# Instructions for the task
Return each of the rows below unchanged, keeping every line as it is.
......
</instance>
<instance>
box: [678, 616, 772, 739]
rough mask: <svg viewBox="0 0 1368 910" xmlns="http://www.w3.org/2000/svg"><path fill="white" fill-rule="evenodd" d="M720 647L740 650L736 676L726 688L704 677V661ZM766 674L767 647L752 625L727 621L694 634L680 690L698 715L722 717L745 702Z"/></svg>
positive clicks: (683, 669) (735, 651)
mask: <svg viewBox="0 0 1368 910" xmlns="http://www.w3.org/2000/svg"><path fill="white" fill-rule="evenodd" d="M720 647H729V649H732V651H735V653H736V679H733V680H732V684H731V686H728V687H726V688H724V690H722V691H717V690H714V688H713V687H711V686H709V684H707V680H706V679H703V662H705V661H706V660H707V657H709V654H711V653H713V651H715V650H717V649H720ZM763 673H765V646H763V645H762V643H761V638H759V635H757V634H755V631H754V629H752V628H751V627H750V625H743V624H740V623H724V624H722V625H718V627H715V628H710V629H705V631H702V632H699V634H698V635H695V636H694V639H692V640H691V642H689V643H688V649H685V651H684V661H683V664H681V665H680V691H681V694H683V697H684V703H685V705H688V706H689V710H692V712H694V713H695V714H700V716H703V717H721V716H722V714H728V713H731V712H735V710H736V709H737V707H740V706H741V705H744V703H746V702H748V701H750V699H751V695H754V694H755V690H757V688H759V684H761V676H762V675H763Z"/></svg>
......
# Solution to this exercise
</instance>
<instance>
box: [678, 616, 772, 739]
rough mask: <svg viewBox="0 0 1368 910" xmlns="http://www.w3.org/2000/svg"><path fill="white" fill-rule="evenodd" d="M720 647L740 650L736 676L726 688L704 677V661ZM766 674L767 647L752 625L727 621L694 634L680 690L698 715L722 717L745 702Z"/></svg>
positive clicks: (683, 669) (735, 651)
mask: <svg viewBox="0 0 1368 910" xmlns="http://www.w3.org/2000/svg"><path fill="white" fill-rule="evenodd" d="M720 647H729V649H732V651H735V653H736V679H733V680H732V684H731V686H728V687H726V688H724V690H722V691H717V690H714V688H713V687H711V686H709V684H707V680H706V679H703V662H705V661H706V660H707V657H709V654H711V653H713V651H715V650H717V649H720ZM763 673H765V646H763V645H762V643H761V638H759V635H757V634H755V631H754V629H752V628H751V627H750V625H743V624H740V623H724V624H722V625H718V627H715V628H710V629H705V631H702V632H699V634H698V635H695V636H694V639H692V640H691V642H689V643H688V649H685V651H684V661H683V664H681V665H680V691H681V694H683V697H684V703H685V705H688V706H689V710H692V712H694V713H695V714H700V716H703V717H721V716H722V714H728V713H731V712H735V710H736V709H737V707H740V706H741V705H744V703H746V702H748V701H750V699H751V695H754V694H755V690H757V688H759V684H761V676H762V675H763Z"/></svg>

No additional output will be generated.